■ **Task set**
1. Answer these questions from the dark matter article:
(a) What share of the night sky does the new map cover?
(b) What do the map's orange regions indicate?
(c) In what year was Einstein's general theory of relativity published?
2. Print the passage of the dark matter article between "This Strange New" and "as zodiacal light.", inclusive.

■ **Page text**
## Begin
This Strange New Map Of ‘Dark Matter’ Proves Einstein Was Right, Say Scientists

0

Scientists using a telescope in Chile have produced groundbreaking new map of “dark matter” in 25% of the night sky that they say supports Albert Einstein’s theory of general relativity.

Although dark matter is invisible—emitting no light or energy, and so undetectable using telescopes—scientists using the Atacama Cosmology Telescope in Chile have been able to construct this map, above, which is hundreds of millions of light years across.

Its orange regions indicate where there is more mass and purple where there’s less mass. White is merely light reflecting off dust in the Milky Way galaxy, which is known as zodiacal light.

What is ‘dark matter?’

Dark matter is made from particles that are invisible, absorbing, reflecting or emitting no light or energy, according to NASA, so it’s undetectable directly. It’s therefore hypothetical, though it’s existence can be inferred by its effect on other things. Dark matter is thought to account for about 85% of matter in the universe and is thought only to interact with gravity.

How the new ‘dark matter’ map was made

Rather incredibly it uses the remnants of the first light in the universe—the cosmic microwave background (CMB)—as a backlight. The CMB is thought to be a shockwave of the Big Bang 13 billion years ago. Here it’s used to silhouette all the matter between us and the Big Bang.

‘It’s a bit like silhouetting, but instead of just having black in the silhouette, you have texture and lumps of dark matter, as if the light were streaming through a fabric curtain that had lots of knots and bumps in it,” said Suzanne Staggs, director of ACT and Princeton’s Henry DeWolf Smyth Professor of Physics. “The famous blue and yellow CMB image is a snapshot of what the universe was like in a single epoch, about 13 billion years ago, and now this is giving us the information about all the epochs since.”

What is Albert Einstein’s general theory of relativity?

There are four dimensions in space—height, length, width and time. Relativity describes what happens when mass is added to that mix. Einstein’s general theory of relativity, published in 1915, is most easily understood if you think about a bowling ball on a trampoline. Just as the trampoline sinks and curves around the ball, mass curves space-time. Light travels in a straight line, but space-time is curved by mass, so we observe it in curves. The radical theory was proven by photographs of the exact positions of stars taken during a solar eclipse on May 29, 1919.

“We’ve made a new mass map using distortions of light left over from the Big Bang,” said Mathew Madhavacheril, assistant professor in the Department of Physics and Astronomy at the University of Pennsylvania. “Remarkably, it provides measurements that show that both the ‘lumpiness’ of the universe, and the rate at which it is growing after 14 billion years of evolution, are just what you’d expect from our standard model of cosmology based on Einstein’s theory of gravity.”
## End
[Point labeling data]
## Begin
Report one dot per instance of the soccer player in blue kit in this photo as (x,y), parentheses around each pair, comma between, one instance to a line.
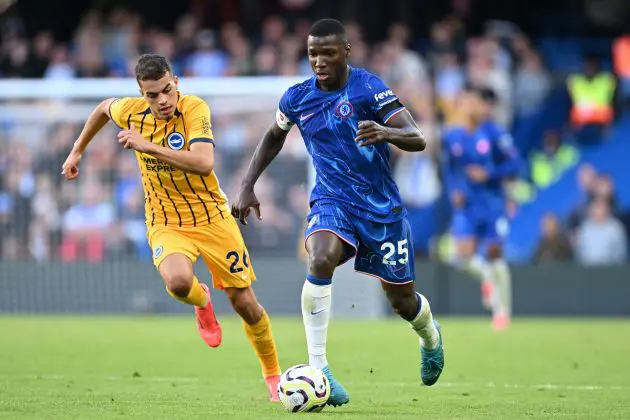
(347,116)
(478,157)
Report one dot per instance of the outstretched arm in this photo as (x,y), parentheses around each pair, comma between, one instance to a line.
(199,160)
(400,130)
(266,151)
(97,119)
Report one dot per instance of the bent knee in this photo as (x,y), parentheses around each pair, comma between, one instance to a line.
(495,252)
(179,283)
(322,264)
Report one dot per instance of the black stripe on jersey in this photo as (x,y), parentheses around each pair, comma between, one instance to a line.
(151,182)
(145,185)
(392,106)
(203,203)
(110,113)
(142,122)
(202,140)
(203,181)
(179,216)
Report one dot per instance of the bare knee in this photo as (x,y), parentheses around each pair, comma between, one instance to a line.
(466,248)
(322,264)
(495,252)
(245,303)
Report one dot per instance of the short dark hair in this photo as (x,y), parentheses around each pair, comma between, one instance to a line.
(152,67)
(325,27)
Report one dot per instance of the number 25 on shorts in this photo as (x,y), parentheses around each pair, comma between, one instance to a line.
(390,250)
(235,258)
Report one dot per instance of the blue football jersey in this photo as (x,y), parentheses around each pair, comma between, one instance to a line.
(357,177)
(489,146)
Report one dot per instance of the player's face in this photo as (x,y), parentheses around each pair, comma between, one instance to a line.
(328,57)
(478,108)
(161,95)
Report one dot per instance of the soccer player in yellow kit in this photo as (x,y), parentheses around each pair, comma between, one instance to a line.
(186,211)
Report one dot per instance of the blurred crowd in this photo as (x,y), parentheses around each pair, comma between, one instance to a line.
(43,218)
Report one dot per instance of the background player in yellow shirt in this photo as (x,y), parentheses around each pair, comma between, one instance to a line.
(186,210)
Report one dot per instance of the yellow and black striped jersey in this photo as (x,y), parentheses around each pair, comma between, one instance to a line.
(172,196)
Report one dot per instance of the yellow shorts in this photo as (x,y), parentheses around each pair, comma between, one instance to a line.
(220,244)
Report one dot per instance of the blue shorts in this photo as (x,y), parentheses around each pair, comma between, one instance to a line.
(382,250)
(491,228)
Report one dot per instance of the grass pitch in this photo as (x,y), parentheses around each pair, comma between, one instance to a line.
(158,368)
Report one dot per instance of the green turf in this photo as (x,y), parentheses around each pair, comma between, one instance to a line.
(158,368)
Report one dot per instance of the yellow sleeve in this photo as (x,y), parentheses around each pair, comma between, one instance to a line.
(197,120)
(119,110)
## End
## Begin
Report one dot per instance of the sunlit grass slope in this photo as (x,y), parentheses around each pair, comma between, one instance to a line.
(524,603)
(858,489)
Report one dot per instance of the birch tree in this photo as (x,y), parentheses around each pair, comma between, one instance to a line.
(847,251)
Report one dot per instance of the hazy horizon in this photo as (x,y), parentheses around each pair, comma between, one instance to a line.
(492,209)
## End
■ **Full solutions**
1.
(a) 25%
(b) Where there is more mass
(c) 1915

2.
This Strange New Map Of ‘Dark Matter’ Proves Einstein Was Right, Say Scientists

0

Scientists using a telescope in Chile have produced groundbreaking new map of “dark matter” in 25% of the night sky that they say supports Albert Einstein’s theory of general relativity.

Although dark matter is invisible—emitting no light or energy, and so undetectable using telescopes—scientists using the Atacama Cosmology Telescope in Chile have been able to construct this map, above, which is hundreds of millions of light years across.

Its orange regions indicate where there is more mass and purple where there’s less mass. White is merely light reflecting off dust in the Milky Way galaxy, which is known as zodiacal light.